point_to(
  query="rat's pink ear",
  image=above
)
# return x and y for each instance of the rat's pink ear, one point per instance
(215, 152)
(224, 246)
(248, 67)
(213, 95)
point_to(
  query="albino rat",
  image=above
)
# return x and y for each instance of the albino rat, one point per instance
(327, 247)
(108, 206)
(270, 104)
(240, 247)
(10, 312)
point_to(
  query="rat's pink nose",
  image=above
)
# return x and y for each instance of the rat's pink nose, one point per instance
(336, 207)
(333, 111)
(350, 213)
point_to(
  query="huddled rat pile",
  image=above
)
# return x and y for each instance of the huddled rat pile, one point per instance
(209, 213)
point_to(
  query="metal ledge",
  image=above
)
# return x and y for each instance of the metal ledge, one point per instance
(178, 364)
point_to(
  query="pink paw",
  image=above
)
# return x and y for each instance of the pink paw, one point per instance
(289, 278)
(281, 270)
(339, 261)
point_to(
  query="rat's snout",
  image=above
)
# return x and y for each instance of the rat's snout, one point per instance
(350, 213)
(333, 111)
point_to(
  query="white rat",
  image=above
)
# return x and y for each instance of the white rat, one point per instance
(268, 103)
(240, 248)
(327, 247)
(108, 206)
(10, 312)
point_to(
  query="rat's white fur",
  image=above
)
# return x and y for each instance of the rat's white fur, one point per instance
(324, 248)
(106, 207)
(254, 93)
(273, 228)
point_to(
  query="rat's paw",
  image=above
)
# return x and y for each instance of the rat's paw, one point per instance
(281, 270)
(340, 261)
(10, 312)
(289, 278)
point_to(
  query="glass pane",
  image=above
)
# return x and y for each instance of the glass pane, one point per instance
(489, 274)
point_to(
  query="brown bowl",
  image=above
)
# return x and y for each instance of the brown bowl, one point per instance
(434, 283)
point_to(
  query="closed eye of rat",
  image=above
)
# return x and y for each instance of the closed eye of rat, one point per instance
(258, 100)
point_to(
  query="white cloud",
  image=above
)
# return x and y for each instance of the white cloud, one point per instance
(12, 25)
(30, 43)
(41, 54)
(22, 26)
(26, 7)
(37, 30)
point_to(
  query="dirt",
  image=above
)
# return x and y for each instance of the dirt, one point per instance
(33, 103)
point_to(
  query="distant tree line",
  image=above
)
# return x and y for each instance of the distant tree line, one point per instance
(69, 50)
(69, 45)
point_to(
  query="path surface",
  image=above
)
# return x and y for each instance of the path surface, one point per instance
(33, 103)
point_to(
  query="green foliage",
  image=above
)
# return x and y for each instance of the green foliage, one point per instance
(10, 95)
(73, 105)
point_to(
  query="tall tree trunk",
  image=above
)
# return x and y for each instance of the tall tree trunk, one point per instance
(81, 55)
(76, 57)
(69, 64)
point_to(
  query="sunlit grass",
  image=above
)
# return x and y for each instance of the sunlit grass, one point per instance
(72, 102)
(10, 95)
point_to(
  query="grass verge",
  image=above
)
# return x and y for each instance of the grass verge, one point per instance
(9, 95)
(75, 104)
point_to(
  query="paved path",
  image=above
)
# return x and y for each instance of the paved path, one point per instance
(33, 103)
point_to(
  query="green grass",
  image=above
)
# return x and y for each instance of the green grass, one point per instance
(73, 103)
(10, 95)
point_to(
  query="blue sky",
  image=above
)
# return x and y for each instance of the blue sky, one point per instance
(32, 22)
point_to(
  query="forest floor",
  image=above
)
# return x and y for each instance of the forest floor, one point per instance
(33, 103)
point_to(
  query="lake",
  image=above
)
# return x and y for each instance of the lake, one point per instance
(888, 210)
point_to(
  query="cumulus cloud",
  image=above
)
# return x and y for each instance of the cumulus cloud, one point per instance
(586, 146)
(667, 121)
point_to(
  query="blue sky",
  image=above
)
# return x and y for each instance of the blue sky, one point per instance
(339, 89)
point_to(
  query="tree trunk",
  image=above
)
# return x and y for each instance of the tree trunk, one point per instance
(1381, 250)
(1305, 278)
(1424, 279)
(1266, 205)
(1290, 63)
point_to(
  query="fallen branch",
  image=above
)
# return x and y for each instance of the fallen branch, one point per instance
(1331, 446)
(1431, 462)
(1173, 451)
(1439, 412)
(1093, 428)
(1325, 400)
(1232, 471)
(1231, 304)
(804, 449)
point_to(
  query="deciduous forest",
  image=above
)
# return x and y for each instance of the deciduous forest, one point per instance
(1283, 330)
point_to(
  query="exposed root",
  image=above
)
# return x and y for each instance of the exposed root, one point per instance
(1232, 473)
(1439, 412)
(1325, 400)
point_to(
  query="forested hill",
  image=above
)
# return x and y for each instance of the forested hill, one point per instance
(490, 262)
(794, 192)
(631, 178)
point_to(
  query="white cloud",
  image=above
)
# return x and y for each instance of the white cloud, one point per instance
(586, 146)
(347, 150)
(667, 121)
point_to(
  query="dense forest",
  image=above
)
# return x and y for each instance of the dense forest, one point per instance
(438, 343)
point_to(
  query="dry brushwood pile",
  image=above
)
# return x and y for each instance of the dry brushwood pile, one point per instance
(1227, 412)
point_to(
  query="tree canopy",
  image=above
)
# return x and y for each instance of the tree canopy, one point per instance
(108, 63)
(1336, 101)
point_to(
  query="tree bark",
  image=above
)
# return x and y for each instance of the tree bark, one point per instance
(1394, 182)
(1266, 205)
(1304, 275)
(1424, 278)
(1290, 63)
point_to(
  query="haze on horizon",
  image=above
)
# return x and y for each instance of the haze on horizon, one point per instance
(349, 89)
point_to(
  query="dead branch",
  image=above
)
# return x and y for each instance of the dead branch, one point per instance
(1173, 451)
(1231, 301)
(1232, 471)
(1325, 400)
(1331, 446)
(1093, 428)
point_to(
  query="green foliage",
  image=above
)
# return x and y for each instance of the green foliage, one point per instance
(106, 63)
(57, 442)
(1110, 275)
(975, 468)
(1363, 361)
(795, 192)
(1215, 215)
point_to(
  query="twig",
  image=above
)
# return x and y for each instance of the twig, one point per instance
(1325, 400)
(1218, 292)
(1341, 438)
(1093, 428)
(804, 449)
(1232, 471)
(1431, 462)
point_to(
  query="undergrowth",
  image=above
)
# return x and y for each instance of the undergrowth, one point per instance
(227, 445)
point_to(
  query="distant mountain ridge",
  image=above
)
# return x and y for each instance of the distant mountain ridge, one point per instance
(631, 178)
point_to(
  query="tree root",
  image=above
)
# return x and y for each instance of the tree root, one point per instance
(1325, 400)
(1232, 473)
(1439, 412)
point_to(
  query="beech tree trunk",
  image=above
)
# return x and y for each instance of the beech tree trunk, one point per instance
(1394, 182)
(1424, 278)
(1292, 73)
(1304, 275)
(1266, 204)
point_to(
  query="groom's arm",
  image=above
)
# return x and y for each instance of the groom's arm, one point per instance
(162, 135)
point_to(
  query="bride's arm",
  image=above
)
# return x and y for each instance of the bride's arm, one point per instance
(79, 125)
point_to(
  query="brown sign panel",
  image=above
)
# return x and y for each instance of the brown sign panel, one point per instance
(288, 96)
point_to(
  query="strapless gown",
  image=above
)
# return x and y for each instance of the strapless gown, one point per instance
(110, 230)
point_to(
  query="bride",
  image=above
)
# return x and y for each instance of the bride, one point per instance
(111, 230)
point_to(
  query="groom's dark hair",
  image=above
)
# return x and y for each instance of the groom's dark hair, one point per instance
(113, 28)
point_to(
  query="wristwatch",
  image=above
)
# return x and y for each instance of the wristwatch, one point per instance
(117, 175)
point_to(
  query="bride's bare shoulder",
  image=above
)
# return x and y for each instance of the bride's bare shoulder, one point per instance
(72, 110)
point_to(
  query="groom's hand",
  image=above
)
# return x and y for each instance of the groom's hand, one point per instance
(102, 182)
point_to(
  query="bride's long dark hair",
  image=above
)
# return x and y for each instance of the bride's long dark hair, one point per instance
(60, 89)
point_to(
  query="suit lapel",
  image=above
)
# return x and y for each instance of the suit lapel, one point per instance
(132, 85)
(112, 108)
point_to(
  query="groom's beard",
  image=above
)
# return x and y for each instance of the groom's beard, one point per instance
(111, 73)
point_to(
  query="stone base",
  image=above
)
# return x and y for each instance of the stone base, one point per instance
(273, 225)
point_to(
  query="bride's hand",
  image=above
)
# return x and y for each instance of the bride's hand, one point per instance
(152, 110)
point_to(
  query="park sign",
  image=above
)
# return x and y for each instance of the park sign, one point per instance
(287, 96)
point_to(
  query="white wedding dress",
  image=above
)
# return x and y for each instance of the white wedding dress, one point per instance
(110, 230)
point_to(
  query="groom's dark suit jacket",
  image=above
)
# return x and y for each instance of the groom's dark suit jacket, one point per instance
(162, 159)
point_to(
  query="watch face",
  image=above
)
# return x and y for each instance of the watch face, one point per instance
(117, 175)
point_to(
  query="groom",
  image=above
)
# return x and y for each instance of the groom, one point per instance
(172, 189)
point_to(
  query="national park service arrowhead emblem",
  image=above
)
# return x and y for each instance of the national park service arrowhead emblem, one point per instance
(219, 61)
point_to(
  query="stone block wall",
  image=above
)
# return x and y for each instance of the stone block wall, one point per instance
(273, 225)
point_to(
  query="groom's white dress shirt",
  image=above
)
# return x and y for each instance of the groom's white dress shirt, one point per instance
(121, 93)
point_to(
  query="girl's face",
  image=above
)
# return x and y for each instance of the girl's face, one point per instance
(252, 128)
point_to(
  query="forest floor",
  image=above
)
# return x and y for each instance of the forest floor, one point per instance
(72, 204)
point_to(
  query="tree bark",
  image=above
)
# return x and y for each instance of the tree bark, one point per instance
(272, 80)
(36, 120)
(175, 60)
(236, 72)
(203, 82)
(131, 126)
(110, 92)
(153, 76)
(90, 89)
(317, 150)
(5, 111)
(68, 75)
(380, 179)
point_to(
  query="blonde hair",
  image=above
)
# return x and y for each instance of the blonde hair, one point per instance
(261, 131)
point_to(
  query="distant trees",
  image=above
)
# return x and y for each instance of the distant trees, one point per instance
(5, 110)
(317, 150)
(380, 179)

====================

Pick out each line in the items above that contains the word "dirt", and copy those lines in full. Match case exactly.

  query="dirt",
# return x and y for each instance of the dirt, one point per instance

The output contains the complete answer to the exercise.